# [Written exercise]
Can you copy out every one of the records below word for word, without changing anything?

# [Data items]

----

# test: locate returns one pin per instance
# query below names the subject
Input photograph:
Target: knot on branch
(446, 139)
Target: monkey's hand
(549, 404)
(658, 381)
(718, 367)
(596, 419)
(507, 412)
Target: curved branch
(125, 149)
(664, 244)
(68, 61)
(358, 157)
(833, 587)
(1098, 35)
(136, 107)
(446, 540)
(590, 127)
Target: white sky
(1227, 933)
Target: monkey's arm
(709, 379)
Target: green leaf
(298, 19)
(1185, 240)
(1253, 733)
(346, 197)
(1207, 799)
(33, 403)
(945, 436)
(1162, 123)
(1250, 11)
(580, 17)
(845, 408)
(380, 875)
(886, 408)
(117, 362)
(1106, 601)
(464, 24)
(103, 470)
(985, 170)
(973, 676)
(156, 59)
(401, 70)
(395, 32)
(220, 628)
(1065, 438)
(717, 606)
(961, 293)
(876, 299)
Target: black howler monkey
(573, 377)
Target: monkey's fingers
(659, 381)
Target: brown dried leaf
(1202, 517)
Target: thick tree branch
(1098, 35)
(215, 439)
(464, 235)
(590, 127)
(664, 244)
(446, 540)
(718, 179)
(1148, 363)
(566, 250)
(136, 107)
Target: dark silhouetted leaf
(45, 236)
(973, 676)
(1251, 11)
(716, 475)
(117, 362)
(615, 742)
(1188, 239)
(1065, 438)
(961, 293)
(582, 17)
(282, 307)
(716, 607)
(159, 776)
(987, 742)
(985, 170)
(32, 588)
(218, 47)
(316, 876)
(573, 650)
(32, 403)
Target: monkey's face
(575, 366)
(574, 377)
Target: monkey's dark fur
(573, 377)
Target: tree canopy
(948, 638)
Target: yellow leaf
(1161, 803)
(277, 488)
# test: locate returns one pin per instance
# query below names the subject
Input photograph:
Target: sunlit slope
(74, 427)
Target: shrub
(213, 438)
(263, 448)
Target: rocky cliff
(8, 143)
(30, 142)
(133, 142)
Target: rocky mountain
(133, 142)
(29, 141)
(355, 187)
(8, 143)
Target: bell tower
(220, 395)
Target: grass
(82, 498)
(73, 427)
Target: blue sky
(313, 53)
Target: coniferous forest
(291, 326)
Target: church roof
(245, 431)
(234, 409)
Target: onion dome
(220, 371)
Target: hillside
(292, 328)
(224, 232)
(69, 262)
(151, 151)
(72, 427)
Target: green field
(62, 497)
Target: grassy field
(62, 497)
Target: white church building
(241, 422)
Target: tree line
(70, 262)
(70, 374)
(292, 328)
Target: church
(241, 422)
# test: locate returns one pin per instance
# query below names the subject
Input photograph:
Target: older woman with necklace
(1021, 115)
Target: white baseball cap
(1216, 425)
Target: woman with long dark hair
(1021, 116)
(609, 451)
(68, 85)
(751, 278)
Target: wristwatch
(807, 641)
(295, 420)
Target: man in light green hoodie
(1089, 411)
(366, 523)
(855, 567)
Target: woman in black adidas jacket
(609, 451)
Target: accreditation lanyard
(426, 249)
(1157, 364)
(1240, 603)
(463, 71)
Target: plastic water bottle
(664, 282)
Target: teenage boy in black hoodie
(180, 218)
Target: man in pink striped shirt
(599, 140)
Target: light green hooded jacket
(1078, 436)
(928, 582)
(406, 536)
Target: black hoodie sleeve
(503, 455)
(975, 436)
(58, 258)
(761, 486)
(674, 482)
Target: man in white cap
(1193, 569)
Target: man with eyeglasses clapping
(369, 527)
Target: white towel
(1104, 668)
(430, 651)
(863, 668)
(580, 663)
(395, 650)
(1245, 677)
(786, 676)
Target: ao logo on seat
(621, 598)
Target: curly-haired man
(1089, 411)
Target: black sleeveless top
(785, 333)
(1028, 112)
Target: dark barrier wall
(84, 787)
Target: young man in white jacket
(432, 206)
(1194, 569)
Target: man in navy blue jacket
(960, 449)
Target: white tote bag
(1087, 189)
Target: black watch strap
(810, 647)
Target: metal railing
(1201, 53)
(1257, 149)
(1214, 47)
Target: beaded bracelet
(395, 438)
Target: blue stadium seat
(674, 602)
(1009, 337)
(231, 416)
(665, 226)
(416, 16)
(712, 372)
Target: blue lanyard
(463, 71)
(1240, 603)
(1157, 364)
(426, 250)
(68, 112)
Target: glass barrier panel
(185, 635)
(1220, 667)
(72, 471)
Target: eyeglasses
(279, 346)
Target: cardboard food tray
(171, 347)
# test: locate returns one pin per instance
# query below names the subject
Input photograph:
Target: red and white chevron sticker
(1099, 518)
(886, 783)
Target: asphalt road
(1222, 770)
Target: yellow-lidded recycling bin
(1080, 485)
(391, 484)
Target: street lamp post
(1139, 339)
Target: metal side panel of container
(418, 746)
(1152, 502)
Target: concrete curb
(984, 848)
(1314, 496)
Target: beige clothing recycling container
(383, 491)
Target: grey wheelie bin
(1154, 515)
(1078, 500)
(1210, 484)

----

# [Completed task]
# test: locate returns one pin per instance
# query below names the subject
Input photograph:
Target: knot on branch
(446, 139)
Target: monkey's hand
(549, 404)
(658, 381)
(718, 367)
(596, 419)
(507, 412)
Target: curved branch
(125, 149)
(664, 244)
(68, 61)
(358, 157)
(833, 587)
(1098, 35)
(136, 107)
(446, 540)
(590, 127)
Target: white sky
(1227, 933)
Target: monkey's arm
(709, 379)
Target: green leaf
(298, 19)
(1185, 240)
(1253, 733)
(346, 197)
(1207, 799)
(33, 403)
(945, 436)
(1162, 123)
(1250, 11)
(580, 17)
(845, 408)
(380, 875)
(886, 408)
(117, 362)
(1106, 601)
(464, 24)
(103, 470)
(985, 170)
(973, 676)
(156, 59)
(401, 70)
(395, 32)
(220, 628)
(1065, 438)
(717, 606)
(961, 293)
(876, 299)
Target: black howler monkey
(573, 377)
Target: monkey's fingers
(659, 381)
Target: brown dried leaf
(1202, 517)
Target: thick tree branch
(1098, 35)
(215, 439)
(464, 235)
(590, 127)
(664, 244)
(446, 540)
(718, 179)
(1148, 363)
(566, 250)
(136, 107)
Target: dark silhouetted leaf
(45, 236)
(973, 676)
(1251, 11)
(716, 475)
(117, 362)
(615, 742)
(1188, 239)
(1065, 438)
(961, 293)
(582, 17)
(282, 307)
(716, 607)
(159, 776)
(987, 742)
(985, 170)
(32, 588)
(218, 47)
(316, 876)
(573, 650)
(32, 403)
Target: monkey's face
(575, 366)
(574, 377)
Target: monkey's dark fur
(573, 377)
Target: tree canopy
(948, 638)
Target: yellow leaf
(1161, 803)
(277, 488)
# test: locate returns one pin per instance
# query below names the subject
Input photograph:
Target: sunlit slope
(74, 427)
Target: shrub
(213, 438)
(263, 448)
Target: rocky cliff
(8, 143)
(30, 142)
(133, 142)
Target: rocky mountain
(133, 142)
(29, 141)
(355, 187)
(8, 143)
Target: bell tower
(220, 395)
Target: grass
(82, 498)
(73, 427)
Target: blue sky
(313, 53)
Target: coniferous forest
(291, 326)
Target: church roof
(245, 431)
(234, 409)
Target: onion dome
(220, 371)
Target: hillside
(292, 328)
(224, 232)
(69, 262)
(151, 151)
(72, 427)
Target: green field
(62, 497)
Target: grassy field
(62, 497)
Target: white church building
(241, 422)
Target: tree line
(70, 262)
(70, 374)
(292, 328)
Target: church
(241, 422)
# test: locate returns one pin per instance
# query below names the subject
Input photograph:
Target: older woman with necklace
(1021, 115)
Target: white baseball cap
(1216, 425)
Target: woman with long dark hair
(1021, 116)
(609, 451)
(68, 85)
(751, 278)
Target: wristwatch
(807, 641)
(295, 420)
Target: man in light green hoodie
(1089, 411)
(366, 523)
(855, 567)
Target: woman in black adidas jacket
(609, 451)
Target: accreditation lanyard
(426, 249)
(1157, 364)
(1240, 603)
(463, 71)
Target: plastic water bottle
(664, 282)
Target: teenage boy in black hoodie
(180, 218)
Target: man in pink striped shirt
(599, 140)
Target: light green hooded jacket
(1078, 436)
(928, 582)
(406, 536)
Target: black hoodie sleeve
(503, 455)
(975, 436)
(58, 258)
(761, 486)
(674, 482)
Target: man in white cap
(1193, 569)
Target: man with eyeglasses clapping
(369, 527)
Target: white towel
(1104, 668)
(430, 651)
(863, 668)
(580, 663)
(395, 650)
(1245, 677)
(786, 676)
Target: ao logo on seat
(621, 598)
Target: curly-haired man
(1089, 411)
Target: black sleeveless top
(785, 333)
(1028, 112)
Target: dark barrier wall
(84, 787)
Target: young man in white jacket
(432, 206)
(1194, 569)
Target: man in navy blue jacket
(960, 449)
Target: white tote bag
(1087, 189)
Target: black watch strap
(810, 647)
Target: metal railing
(1201, 53)
(1257, 149)
(1214, 47)
Target: beaded bracelet
(395, 438)
Target: blue stadium seat
(674, 602)
(1009, 337)
(231, 416)
(665, 226)
(416, 16)
(712, 372)
Target: blue lanyard
(463, 71)
(1240, 603)
(1157, 364)
(426, 250)
(68, 112)
Target: glass barrier panel
(185, 635)
(1220, 667)
(72, 471)
Target: eyeglasses
(279, 346)
Target: cardboard food tray
(171, 347)
# test: locate returns one pin per instance
# query below names the subject
Input photograph:
Target: red and white chevron sticker
(1099, 518)
(886, 783)
Target: asphalt road
(1222, 770)
Target: yellow-lidded recycling bin
(1080, 485)
(391, 484)
Target: street lamp post
(1139, 339)
Target: metal side panel of container
(418, 746)
(1152, 502)
Target: concrete curb
(984, 848)
(1314, 496)
Target: beige clothing recycling container
(383, 491)
Target: grey wheelie bin
(1154, 515)
(1078, 500)
(1210, 484)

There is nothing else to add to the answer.